═══ EXTRACT TO READ ═══

In 1906 another club called Reinickendorfer BC was formed. This side merged with BFC Wedding (1914) to create SC Wedding (1914). Both Rapid and Wedding played within the various levels of football in Berlin until World War II. After the war the football and handball departments of this group of clubs came together as Sportgemeinschaft Schillerpark which was renamed SC Wedding in 1948. Two years later the club reached back to its origins to take on the name SC Wedding-Rapide 93.

The other thread of SV Nord Weddings history begins on 15 October 1896 with the founding of Berliner Sport Club Favorit. Under the Nazi regime German football was re-organized. Politically undesirable blue collar worker's clubs were dissolved, often forced into mergers with other associations. In 1933 Favorit became home to the members of worker's league champions Pankower 1908 SC. After the war the club was re-formed and played as SG Nordbahn before being re-named VfL Nord in 1947. The construction of the Berlin Wall in 1961 effectively split up the club by isolating the Pankowers in the east, greatly reducing the side's strength. In response, what was left of Nord merged with BFC Nordstern 07 to form SV Nord-Nordstern 1896.

═══ EXTRACTED MATERIAL ═══

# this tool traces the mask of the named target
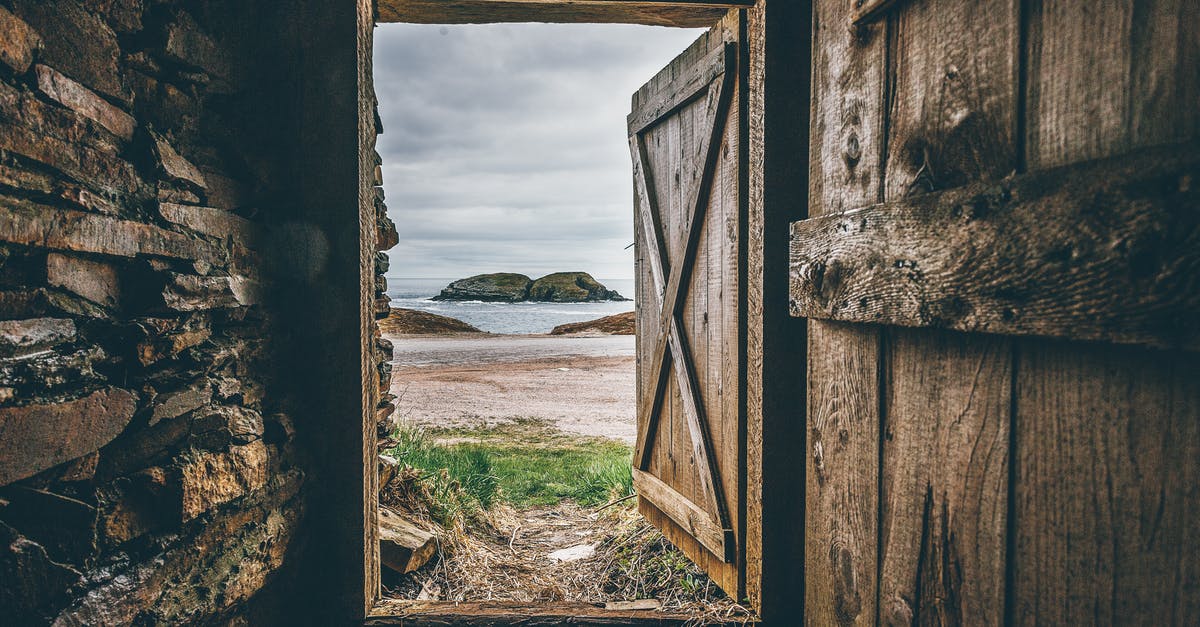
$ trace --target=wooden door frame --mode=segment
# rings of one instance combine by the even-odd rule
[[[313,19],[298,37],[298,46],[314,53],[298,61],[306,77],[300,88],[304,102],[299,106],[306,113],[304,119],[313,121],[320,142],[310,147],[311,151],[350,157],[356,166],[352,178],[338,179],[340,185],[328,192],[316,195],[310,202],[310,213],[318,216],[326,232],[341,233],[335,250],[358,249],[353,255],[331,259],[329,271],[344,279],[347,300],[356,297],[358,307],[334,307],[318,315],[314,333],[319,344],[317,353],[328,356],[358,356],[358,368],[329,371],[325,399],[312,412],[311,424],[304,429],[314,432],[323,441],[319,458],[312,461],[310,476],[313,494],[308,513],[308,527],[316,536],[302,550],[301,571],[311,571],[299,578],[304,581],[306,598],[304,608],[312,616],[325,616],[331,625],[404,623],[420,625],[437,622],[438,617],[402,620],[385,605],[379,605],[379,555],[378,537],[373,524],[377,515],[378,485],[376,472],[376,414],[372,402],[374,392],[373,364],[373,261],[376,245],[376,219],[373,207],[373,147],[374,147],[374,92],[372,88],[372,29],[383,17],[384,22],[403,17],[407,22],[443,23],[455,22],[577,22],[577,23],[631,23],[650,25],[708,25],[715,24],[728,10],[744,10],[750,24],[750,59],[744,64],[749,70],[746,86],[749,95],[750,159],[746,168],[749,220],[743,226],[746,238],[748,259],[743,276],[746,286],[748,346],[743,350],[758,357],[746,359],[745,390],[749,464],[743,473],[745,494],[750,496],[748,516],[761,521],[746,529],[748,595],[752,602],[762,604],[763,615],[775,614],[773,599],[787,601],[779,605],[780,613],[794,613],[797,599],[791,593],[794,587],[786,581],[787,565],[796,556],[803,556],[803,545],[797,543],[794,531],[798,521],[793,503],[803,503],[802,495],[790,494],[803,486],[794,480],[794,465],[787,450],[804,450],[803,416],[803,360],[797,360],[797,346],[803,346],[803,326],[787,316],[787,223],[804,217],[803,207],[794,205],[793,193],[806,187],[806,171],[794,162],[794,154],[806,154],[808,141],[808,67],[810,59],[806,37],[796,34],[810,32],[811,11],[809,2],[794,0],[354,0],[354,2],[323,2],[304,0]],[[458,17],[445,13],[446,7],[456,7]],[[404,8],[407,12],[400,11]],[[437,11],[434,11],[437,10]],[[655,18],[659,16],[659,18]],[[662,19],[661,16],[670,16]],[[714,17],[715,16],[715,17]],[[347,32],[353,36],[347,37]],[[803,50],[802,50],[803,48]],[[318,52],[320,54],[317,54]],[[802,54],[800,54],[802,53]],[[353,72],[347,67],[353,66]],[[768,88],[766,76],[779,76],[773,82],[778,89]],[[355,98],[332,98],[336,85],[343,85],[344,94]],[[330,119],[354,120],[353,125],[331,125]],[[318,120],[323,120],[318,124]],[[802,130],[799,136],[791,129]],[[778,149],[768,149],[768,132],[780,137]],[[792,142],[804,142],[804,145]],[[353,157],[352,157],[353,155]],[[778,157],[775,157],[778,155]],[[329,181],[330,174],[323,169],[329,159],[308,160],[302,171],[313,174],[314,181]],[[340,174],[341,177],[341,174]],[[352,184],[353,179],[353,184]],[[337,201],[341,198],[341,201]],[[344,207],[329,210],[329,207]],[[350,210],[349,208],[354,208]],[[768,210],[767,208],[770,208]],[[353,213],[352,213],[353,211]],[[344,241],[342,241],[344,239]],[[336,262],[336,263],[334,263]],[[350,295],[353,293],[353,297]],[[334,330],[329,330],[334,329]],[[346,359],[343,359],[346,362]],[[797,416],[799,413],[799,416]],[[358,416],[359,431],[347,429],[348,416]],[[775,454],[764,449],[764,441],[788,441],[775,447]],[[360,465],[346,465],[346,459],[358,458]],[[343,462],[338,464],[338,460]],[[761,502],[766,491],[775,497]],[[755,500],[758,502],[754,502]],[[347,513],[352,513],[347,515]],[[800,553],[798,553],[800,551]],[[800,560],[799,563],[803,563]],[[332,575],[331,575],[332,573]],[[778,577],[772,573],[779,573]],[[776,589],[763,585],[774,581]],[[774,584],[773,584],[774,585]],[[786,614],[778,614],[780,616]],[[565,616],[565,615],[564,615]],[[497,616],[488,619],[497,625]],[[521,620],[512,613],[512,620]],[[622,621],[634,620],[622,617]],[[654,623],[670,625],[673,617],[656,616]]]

═══
═══ EXTRACTED MATERIAL ═══

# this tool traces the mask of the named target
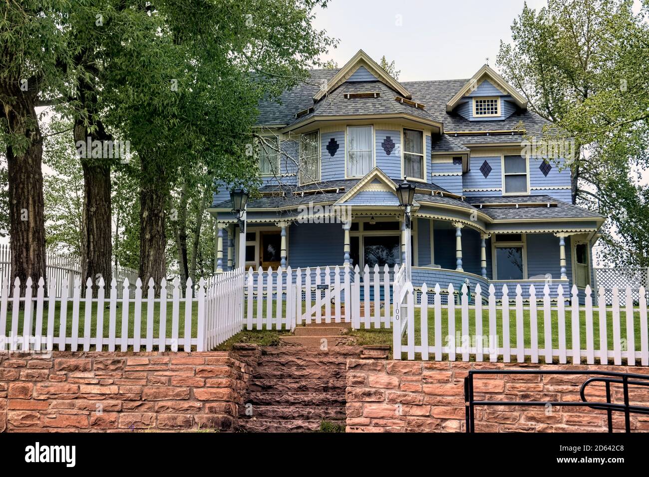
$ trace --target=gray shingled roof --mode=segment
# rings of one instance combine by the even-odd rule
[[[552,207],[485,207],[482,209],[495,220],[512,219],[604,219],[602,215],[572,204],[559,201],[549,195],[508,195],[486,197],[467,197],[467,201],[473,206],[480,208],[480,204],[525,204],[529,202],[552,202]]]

═══

PROBLEM STATEMENT:
Reproduce the club history word for word from "In 1906 another" to "SC Wedding-Rapide 93.". Work only from the club history, not from the listing.

ANSWER TO THE EXERCISE:
In 1906 another club called Reinickendorfer BC was formed. This side merged with BFC Wedding (1914) to create SC Wedding (1914). Both Rapid and Wedding played within the various levels of football in Berlin until World War II. After the war the football and handball departments of this group of clubs came together as Sportgemeinschaft Schillerpark which was renamed SC Wedding in 1948. Two years later the club reached back to its origins to take on the name SC Wedding-Rapide 93.